Segmentation mask data:
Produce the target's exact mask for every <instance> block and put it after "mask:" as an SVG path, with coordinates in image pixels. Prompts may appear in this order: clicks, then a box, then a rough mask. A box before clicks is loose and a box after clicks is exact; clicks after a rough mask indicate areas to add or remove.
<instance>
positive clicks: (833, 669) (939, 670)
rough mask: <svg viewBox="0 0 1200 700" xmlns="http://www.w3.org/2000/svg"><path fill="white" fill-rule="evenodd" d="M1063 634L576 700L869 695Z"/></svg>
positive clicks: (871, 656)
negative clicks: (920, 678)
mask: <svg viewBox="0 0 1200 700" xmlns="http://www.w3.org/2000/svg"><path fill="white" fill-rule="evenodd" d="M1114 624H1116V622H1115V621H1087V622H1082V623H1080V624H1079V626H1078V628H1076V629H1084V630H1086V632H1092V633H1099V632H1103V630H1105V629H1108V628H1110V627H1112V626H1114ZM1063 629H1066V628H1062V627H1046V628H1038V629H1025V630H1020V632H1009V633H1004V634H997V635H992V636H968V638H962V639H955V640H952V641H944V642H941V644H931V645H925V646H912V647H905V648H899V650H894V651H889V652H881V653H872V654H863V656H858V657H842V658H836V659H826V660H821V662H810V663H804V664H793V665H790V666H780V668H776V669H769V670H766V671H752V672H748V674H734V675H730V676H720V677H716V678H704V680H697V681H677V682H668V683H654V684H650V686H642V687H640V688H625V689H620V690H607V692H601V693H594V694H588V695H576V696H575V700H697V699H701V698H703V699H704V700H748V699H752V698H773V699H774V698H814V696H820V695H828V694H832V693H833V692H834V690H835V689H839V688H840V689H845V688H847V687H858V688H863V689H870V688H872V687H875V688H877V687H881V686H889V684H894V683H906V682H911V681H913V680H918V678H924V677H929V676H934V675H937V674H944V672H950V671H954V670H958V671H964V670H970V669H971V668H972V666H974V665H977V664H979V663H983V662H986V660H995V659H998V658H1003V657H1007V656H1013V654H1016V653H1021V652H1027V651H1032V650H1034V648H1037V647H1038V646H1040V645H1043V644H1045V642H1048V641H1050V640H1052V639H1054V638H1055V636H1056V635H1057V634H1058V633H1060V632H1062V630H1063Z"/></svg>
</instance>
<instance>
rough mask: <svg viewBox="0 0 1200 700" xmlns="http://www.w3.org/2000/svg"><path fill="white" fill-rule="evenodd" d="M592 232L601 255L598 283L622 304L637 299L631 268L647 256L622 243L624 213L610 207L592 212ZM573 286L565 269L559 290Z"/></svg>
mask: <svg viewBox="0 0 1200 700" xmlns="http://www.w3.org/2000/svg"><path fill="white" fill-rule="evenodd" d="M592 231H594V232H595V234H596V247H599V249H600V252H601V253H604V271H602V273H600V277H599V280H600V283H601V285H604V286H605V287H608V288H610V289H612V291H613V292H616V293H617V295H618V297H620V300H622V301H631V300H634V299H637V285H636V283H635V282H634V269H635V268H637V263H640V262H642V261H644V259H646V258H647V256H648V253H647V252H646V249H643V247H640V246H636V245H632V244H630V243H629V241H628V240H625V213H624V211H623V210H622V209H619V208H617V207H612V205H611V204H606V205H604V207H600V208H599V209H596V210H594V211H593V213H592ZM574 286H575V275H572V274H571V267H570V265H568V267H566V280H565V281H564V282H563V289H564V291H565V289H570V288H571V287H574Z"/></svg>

» **Task brief**: Can you write out all the records again, substituting "coarse mask" for every "rough mask" and leaving everything else unchanged?

» **Task response**:
Produce the target's exact mask for every <instance> block and put it after "mask:" as an SVG path, with coordinates in image pixels. Prompts may appear in this order: clicks, then a box, then a coarse mask. A box before clicks is loose and a box after clicks is exact; clicks after a coarse mask indicate areas to add or remove.
<instance>
positive clicks: (833, 669) (939, 670)
coarse mask: <svg viewBox="0 0 1200 700" xmlns="http://www.w3.org/2000/svg"><path fill="white" fill-rule="evenodd" d="M1063 634L576 700L869 695Z"/></svg>
positive clicks: (871, 656)
negative clicks: (920, 678)
mask: <svg viewBox="0 0 1200 700" xmlns="http://www.w3.org/2000/svg"><path fill="white" fill-rule="evenodd" d="M1114 624H1116V622H1115V621H1087V622H1082V623H1080V624H1079V626H1078V628H1076V629H1084V630H1086V632H1092V633H1099V632H1103V630H1105V629H1108V628H1110V627H1112V626H1114ZM1063 629H1066V628H1062V627H1046V628H1038V629H1025V630H1020V632H1009V633H1004V634H997V635H992V636H968V638H962V639H955V640H952V641H944V642H941V644H931V645H925V646H912V647H905V648H899V650H894V651H889V652H881V653H872V654H863V656H858V657H842V658H836V659H826V660H821V662H810V663H804V664H793V665H790V666H780V668H776V669H769V670H766V671H752V672H748V674H734V675H730V676H720V677H716V678H704V680H697V681H677V682H668V683H654V684H650V686H642V687H640V688H625V689H620V690H607V692H601V693H594V694H588V695H576V696H575V700H697V699H701V698H703V699H704V700H748V699H752V698H773V699H774V698H814V696H820V695H828V694H832V693H833V692H834V690H835V689H839V688H840V689H845V688H847V687H858V688H863V689H870V688H872V687H875V688H877V687H881V686H889V684H894V683H906V682H911V681H913V680H918V678H924V677H929V676H934V675H937V674H944V672H950V671H954V670H958V671H964V670H970V669H971V668H972V666H974V665H977V664H979V663H983V662H986V660H995V659H998V658H1003V657H1007V656H1013V654H1016V653H1021V652H1027V651H1032V650H1034V648H1037V647H1038V646H1040V645H1043V644H1045V642H1048V641H1050V640H1052V639H1054V638H1055V636H1056V635H1057V634H1058V633H1060V632H1062V630H1063Z"/></svg>
</instance>
<instance>
coarse mask: <svg viewBox="0 0 1200 700" xmlns="http://www.w3.org/2000/svg"><path fill="white" fill-rule="evenodd" d="M592 232L601 255L598 283L622 304L637 299L631 268L647 256L622 243L624 213L610 207L592 212ZM573 286L565 269L559 290Z"/></svg>
mask: <svg viewBox="0 0 1200 700" xmlns="http://www.w3.org/2000/svg"><path fill="white" fill-rule="evenodd" d="M592 231H594V232H595V234H596V247H599V249H600V252H601V253H604V271H602V273H600V277H599V280H600V283H601V285H604V286H605V287H608V288H610V289H612V291H613V292H616V293H617V295H618V297H620V300H622V301H631V300H634V299H637V285H636V283H635V282H634V269H635V268H637V263H640V262H642V261H644V259H646V258H647V256H648V253H647V252H646V249H643V247H640V246H636V245H632V244H630V243H629V241H628V240H625V213H624V211H623V210H622V209H619V208H617V207H612V205H611V204H606V205H604V207H600V208H599V209H596V210H594V211H593V213H592ZM574 286H575V275H572V274H571V267H570V265H568V267H566V280H565V281H564V282H563V289H564V291H565V289H570V288H571V287H574Z"/></svg>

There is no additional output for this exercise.